**TASK BRIEF:** Retype every one of the records below word for word, and leave the pictures out.

[Image region labeling entries]
--- START ---

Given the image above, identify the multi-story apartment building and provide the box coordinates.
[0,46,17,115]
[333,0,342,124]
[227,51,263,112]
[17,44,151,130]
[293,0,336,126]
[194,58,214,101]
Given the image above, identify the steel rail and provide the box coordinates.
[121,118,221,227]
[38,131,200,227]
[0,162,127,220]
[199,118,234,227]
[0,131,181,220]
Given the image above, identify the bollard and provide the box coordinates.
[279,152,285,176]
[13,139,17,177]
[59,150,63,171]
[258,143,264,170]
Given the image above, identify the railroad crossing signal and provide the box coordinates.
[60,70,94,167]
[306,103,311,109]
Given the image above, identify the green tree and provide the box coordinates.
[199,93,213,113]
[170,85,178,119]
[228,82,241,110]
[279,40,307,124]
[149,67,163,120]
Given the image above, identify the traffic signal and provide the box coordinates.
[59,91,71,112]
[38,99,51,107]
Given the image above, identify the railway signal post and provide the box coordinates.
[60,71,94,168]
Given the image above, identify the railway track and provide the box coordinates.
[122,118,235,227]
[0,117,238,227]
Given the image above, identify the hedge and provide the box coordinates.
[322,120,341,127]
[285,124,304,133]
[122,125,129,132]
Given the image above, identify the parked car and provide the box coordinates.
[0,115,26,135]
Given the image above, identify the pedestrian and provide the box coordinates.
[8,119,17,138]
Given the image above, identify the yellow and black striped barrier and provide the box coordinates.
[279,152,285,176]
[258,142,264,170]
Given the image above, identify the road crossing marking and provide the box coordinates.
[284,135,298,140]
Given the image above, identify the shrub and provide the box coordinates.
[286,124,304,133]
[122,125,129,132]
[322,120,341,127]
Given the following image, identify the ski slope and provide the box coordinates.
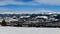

--- END ---

**FINAL ANSWER:**
Given the image above, identify the multi-story apartment building and provide the box coordinates.
[0,46,17,115]
[333,0,342,124]
[227,51,263,112]
[17,44,151,130]
[293,0,336,126]
[194,58,214,101]
Given the image above, identify the steel rail and provide the box coordinates.
[121,118,221,227]
[38,131,200,227]
[0,162,127,220]
[199,118,234,227]
[0,131,181,220]
Given the image above, identify the bollard and provide the box coordinates.
[279,152,285,176]
[13,139,17,177]
[59,150,63,171]
[258,143,264,170]
Given the image above, identify the railroad crossing signal and provide the box coordinates.
[60,70,94,167]
[306,103,311,109]
Given the image above, identify the green tree and provide the box coordinates.
[199,93,213,113]
[170,85,178,119]
[228,82,241,110]
[279,40,307,124]
[149,67,163,120]
Given the image above, identify the traffic signal and provide the box coordinates.
[59,91,71,112]
[38,99,51,107]
Given the image above, identify the railway signal post and provide the box coordinates.
[60,71,94,168]
Given the image above, identify the railway track and provide the box coordinates.
[122,118,235,227]
[0,117,238,227]
Given the image above, identify the hedge and provide the box coordinates.
[322,120,341,127]
[285,124,304,133]
[122,125,129,132]
Given the image above, identify the parked car and provide the box coordinates.
[0,115,26,135]
Given the image above, identify the pedestrian and provide the box coordinates.
[8,119,17,138]
Given the image above, identify the yellow and black striped barrier and provide the box coordinates.
[279,152,285,176]
[258,142,264,170]
Given the image above, identify the road crossing marking and provide the box coordinates.
[284,135,298,140]
Given the image above, identify the shrub and provide the box coordinates.
[286,124,304,133]
[122,125,129,132]
[322,120,341,127]
Given the following image, identify the ski slope and provide the box coordinates.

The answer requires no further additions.